### What to do:
Every line from the line containing "In the photo above, where can the blue" through the final line of the data is to be printed exactly; no other line is to appear.

──────── Extracted information ────────

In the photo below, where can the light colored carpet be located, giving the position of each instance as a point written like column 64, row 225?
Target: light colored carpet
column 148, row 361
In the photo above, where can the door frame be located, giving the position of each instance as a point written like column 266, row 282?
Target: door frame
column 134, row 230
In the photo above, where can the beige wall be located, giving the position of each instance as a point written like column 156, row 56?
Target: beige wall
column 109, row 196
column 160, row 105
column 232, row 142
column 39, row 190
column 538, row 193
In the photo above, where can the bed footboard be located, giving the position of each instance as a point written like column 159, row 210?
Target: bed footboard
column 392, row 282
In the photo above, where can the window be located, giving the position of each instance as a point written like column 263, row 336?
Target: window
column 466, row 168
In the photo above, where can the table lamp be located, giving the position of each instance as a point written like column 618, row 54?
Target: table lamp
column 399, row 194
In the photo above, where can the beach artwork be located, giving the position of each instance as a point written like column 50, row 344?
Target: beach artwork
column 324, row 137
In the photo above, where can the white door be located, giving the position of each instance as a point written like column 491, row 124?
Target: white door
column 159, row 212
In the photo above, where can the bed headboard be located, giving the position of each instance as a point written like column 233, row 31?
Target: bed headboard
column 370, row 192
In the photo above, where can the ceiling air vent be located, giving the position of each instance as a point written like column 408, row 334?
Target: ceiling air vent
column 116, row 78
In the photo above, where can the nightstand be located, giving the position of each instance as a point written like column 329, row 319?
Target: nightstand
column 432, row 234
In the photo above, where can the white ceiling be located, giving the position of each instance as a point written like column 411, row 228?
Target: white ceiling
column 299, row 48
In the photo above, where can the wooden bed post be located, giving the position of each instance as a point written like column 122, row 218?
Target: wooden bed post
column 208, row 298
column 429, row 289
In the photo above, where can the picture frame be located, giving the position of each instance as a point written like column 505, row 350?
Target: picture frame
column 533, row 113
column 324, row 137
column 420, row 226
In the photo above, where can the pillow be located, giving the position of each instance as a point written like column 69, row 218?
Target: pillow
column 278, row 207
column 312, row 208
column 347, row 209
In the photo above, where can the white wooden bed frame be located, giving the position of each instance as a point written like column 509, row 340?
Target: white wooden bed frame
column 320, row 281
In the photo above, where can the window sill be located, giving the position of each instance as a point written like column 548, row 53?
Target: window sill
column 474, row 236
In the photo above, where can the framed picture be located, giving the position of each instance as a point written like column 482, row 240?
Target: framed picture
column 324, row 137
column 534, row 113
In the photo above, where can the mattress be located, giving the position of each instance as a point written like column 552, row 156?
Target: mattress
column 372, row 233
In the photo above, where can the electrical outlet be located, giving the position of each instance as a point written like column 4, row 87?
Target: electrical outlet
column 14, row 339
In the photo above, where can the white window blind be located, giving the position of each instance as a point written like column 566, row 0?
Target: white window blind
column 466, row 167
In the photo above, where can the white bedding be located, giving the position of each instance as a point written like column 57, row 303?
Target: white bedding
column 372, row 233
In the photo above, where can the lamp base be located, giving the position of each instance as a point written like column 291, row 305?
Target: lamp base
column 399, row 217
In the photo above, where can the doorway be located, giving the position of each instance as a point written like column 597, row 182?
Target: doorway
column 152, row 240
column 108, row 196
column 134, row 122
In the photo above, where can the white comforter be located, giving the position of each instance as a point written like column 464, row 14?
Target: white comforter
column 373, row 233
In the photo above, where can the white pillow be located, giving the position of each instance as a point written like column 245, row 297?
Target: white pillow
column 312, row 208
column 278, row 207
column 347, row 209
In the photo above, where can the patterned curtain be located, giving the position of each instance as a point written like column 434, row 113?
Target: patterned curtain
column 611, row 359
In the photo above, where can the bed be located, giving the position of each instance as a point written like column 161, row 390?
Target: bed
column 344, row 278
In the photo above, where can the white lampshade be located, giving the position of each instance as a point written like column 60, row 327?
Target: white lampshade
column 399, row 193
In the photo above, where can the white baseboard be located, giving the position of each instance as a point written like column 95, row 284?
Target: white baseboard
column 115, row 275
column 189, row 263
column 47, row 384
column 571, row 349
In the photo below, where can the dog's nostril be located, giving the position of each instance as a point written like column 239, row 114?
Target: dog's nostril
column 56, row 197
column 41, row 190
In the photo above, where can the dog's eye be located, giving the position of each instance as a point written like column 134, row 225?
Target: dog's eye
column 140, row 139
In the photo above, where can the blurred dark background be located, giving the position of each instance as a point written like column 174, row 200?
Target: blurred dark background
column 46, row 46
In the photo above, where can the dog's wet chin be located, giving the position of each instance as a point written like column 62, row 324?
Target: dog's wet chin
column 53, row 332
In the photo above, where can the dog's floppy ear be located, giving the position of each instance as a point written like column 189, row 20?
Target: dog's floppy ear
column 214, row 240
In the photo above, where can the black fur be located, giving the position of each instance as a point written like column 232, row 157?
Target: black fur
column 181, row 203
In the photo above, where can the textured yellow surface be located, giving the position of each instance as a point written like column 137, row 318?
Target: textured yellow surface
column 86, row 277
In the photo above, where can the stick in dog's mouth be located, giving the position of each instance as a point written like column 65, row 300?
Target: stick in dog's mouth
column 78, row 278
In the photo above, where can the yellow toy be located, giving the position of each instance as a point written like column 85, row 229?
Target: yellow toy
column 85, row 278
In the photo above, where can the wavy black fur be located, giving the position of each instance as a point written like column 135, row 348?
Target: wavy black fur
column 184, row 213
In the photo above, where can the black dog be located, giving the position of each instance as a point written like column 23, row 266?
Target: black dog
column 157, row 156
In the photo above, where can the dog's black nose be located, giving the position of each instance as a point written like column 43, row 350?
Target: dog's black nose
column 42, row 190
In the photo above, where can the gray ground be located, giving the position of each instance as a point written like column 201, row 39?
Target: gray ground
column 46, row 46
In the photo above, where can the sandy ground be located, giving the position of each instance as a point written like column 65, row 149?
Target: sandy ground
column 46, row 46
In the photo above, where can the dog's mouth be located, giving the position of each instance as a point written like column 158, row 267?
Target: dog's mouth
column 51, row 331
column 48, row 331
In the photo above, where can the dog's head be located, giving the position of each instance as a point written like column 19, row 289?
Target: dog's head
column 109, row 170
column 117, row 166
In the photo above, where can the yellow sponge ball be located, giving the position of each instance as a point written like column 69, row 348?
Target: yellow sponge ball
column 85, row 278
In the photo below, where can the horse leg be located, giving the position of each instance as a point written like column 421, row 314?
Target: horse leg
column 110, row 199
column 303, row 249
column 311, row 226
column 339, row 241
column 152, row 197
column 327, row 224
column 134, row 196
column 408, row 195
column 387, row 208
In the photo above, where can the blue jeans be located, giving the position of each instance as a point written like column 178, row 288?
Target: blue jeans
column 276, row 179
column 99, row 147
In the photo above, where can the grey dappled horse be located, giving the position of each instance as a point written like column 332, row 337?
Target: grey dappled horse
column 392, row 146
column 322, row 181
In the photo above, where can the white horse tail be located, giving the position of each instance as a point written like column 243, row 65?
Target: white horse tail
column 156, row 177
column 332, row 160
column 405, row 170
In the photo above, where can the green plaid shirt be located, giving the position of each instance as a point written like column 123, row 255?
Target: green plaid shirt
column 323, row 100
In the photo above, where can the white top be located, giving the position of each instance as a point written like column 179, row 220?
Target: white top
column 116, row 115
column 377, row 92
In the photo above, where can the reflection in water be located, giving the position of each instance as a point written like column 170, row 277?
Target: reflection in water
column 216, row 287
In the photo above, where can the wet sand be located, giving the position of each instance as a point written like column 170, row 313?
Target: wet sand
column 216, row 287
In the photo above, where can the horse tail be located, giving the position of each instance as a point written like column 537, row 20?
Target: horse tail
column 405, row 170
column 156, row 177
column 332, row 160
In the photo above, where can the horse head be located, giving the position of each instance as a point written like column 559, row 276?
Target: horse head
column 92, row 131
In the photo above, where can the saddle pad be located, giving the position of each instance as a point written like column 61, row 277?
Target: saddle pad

────────

### Output for this task:
In the photo above, where can the blue jeans be located, giving the position of each instance as a point written like column 178, row 288?
Target: blue jeans
column 276, row 179
column 99, row 147
In the photo above, where can the grey dappled horse be located, giving the position of each instance as a point written like column 332, row 337?
Target: grey dappled horse
column 392, row 146
column 322, row 181
In the photo above, where can the white horse tail be located, giving the position of each instance as a point written like column 243, row 65?
Target: white horse tail
column 156, row 177
column 332, row 160
column 405, row 170
In the photo above, where can the green plaid shirt be located, giving the position of each instance as a point written like column 123, row 255?
Target: green plaid shirt
column 323, row 100
In the photo above, where can the white top be located, giving the position of each instance as a point written like column 179, row 220?
Target: white top
column 116, row 115
column 377, row 92
In the photo above, where can the reflection in water be located, giving the position of each instance as a point written like column 170, row 277?
Target: reflection in water
column 216, row 287
In the photo above, where can the wet sand be located, giving the position of each instance as a point written like column 170, row 313?
Target: wet sand
column 216, row 287
In the photo above, where can the horse tail be located, giving the position of each instance as a point written like column 537, row 20?
Target: horse tail
column 405, row 170
column 156, row 177
column 332, row 160
In the photo above, where can the horse head be located, giving the position of each instance as a point written like column 559, row 276?
Target: horse head
column 92, row 131
In the photo above, where can the saddle pad be located, giving the position of each instance as a point written like column 61, row 277?
Target: saddle pad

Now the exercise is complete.